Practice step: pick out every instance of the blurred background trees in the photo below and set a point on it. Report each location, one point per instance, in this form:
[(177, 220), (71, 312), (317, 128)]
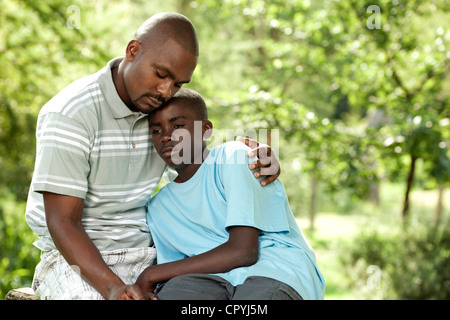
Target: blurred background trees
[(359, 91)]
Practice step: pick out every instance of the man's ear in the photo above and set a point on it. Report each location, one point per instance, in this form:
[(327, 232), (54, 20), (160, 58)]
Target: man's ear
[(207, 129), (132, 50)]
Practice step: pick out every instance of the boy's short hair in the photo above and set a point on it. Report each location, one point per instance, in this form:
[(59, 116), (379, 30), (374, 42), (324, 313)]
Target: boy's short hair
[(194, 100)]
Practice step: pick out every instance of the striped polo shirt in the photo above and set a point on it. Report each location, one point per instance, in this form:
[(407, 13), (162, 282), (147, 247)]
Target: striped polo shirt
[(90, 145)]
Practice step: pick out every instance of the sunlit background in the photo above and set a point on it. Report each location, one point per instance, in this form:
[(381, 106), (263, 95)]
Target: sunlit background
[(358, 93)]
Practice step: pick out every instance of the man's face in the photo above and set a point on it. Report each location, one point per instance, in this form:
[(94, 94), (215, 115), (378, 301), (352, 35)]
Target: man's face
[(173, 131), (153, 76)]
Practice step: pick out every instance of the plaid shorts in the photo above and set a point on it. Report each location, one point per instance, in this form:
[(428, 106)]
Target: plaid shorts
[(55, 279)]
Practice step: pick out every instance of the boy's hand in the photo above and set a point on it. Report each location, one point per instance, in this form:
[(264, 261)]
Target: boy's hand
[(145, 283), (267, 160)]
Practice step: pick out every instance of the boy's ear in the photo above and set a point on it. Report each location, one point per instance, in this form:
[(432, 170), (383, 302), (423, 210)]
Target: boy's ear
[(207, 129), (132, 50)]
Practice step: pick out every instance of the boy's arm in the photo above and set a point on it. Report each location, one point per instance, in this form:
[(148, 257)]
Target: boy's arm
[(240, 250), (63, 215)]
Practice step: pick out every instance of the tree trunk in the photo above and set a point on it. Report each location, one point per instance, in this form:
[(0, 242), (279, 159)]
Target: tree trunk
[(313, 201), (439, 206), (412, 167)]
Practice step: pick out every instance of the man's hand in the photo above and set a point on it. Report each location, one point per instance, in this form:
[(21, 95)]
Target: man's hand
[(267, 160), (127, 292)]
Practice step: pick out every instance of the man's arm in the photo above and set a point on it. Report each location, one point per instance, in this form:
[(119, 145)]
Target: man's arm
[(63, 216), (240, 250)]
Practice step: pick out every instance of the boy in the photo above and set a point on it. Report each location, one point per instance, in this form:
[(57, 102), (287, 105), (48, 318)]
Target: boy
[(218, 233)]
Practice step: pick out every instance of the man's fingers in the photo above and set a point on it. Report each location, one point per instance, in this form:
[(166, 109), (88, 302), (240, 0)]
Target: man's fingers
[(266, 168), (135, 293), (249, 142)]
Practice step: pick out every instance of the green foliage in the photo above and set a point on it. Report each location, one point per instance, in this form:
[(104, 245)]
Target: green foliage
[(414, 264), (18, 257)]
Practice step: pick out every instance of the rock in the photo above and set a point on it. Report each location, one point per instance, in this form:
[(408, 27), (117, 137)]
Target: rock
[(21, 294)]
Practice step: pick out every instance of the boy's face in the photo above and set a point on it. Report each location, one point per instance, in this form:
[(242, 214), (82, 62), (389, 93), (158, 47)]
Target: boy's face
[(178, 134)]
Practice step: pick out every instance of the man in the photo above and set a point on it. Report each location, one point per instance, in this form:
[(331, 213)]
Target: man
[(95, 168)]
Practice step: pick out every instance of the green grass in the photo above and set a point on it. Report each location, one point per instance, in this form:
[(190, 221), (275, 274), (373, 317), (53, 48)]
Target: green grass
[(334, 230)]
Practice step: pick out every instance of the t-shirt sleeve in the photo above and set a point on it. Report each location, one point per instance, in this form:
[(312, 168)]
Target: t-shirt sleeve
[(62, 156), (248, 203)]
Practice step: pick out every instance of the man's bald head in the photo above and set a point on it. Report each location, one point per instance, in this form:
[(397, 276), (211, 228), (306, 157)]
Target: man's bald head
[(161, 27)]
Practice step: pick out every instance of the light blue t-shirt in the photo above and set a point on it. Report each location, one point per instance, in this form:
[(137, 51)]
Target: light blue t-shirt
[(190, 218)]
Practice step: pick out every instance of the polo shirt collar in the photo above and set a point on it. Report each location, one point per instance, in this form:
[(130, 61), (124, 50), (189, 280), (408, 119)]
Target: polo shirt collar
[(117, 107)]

● DIRECTION: Rewrite all of the records with "Practice step" swapped for "Exercise" at every occurrence, keeping everything else the same. Omit the pictures from your answer.

● WRITTEN RESPONSE:
Exercise: pick out every instance of the blurred background trees in the photo below and set a point on it. Report each location, one point per instance, in this form:
[(177, 220), (71, 312), (317, 128)]
Target: blurred background trees
[(359, 91)]
Exercise: pick out every instance of the man's ear in the photo above and set a point on it. Report each location, one point per instance, in this form:
[(327, 232), (54, 20), (160, 58)]
Target: man's ear
[(207, 129), (132, 50)]
Exercise: pick out every instance of the boy's short hair in the photo above and set a point on it. Report each location, one point per instance, in this form:
[(59, 116), (379, 30), (374, 42), (324, 313)]
Target: boy's short hair
[(194, 100)]
Exercise: pick out every instance of the striped polo shirt in the photo above and set a point on it. Report each location, one point per instance, in this form:
[(407, 13), (162, 282), (147, 247)]
Target: striped polo shirt
[(90, 145)]
Exercise: pick out every instance of the sunlit background in the photo above and set a point on it. Report each location, one point per instance, in this form:
[(381, 106), (263, 95)]
Target: sunlit background
[(358, 93)]
Exercise: pick out every instance of the man's face in the photo above and set a point on it. Report each location, one point per instance, in this form:
[(94, 94), (215, 115), (378, 301), (352, 35)]
Target: man's face
[(173, 131), (153, 76)]
Exercise: pick out every instance of the plaid shorts in the photo above and set a point on it. Report each location, one point per instance, in this form:
[(428, 106)]
Target: plaid shorts
[(55, 279)]
Exercise: pick out every instance of the boy's hand in the photo above and set a point on it. Report each location, one point per instance, in this form:
[(264, 261)]
Target: boy's hand
[(145, 283), (267, 160)]
Exercise: pick out every instance of the boy's ear in the photo above and set a point on it. Report each location, one point per instance, in this form:
[(432, 170), (383, 302), (423, 210)]
Target: boy's ear
[(207, 129), (132, 50)]
Exercise: pick out every instance of the boy's arm in the photo above and set a point on it. Report each location, one point per instance, in this form:
[(148, 257)]
Target: boy's arm
[(240, 250), (63, 215)]
Exercise: pick out every instance of the tree trunk in the photo above and set a point on it. Report each location, one point per instance, in this form:
[(0, 242), (279, 159)]
Target: tree trunk
[(313, 201), (439, 206), (412, 167)]
Exercise: pick out every instance of the man's hand in the photo above and set a point on it. Report each location, one point per instance, in this form:
[(21, 95)]
Target: man's hand
[(267, 160), (127, 292)]
Exercise: pick out every instance of the man's arm in the photo above and set a point on it. Report each location, one point per instance, in this form:
[(119, 145)]
Target: man's arm
[(63, 216), (240, 250)]
Exercise: pick out every instance of the boy in the photo above and set a point on it. Report each location, one point per instance, in this form:
[(57, 102), (287, 105), (48, 318)]
Target: boy
[(218, 233)]
Exercise: pick out every instance of the man's fingers in the photo above and set a point on it. Report each location, one point per instance, in this form:
[(166, 109), (88, 302), (240, 0)]
Target: man's fingers
[(266, 168), (135, 293), (249, 142)]
Exercise: pick out every instance of the green foliage in the photo above and set a point on it. Report each location, one point per instance, in this form:
[(104, 245)]
Target: green foliage
[(414, 264), (18, 257)]
Exercise: pick out every instance of the rock in the photo above and set a point on it. Report each location, one point per instance, in this form:
[(408, 27), (117, 137)]
Target: rock
[(21, 294)]
Exercise: pick out every instance of the boy's face in the photo above and set a point on it. Report each location, one point per instance, in this form:
[(242, 214), (82, 62), (389, 93), (158, 47)]
Target: boy's face
[(178, 134)]
Exercise: pick out every instance of the man in the photo above and set a point on it. Report each location, one point per instance, in this form:
[(331, 213)]
Target: man
[(95, 168)]
Exercise: pick out every instance of the green grass in the photo above and set a point on it. Report each location, one point per instance, in this form:
[(190, 221), (275, 274), (373, 317), (53, 48)]
Target: green grass
[(334, 230)]
Exercise: pick out every instance of the t-shirt sleeve in the photo above and set a point on it. Report each location, one point per instance, in this form:
[(312, 168)]
Target: t-shirt sleeve
[(62, 156), (248, 203)]
Exercise: pick out every instance of the man's bald head in the photo above and set a point on it. Report each location, one point per instance, in this form:
[(397, 276), (211, 228), (306, 157)]
Target: man's bald head
[(161, 27)]
Exercise: pick out every instance of the light blue t-shirt in the photo above and set a point on it. Report each location, one point per instance, in this form:
[(137, 51)]
Target: light blue t-shirt
[(190, 218)]
Exercise: pick out every instance of the polo shirt collar in the photo above and set a point on it. Report each location, one point per instance, in this form:
[(130, 61), (124, 50), (189, 280), (408, 119)]
Target: polo shirt collar
[(117, 107)]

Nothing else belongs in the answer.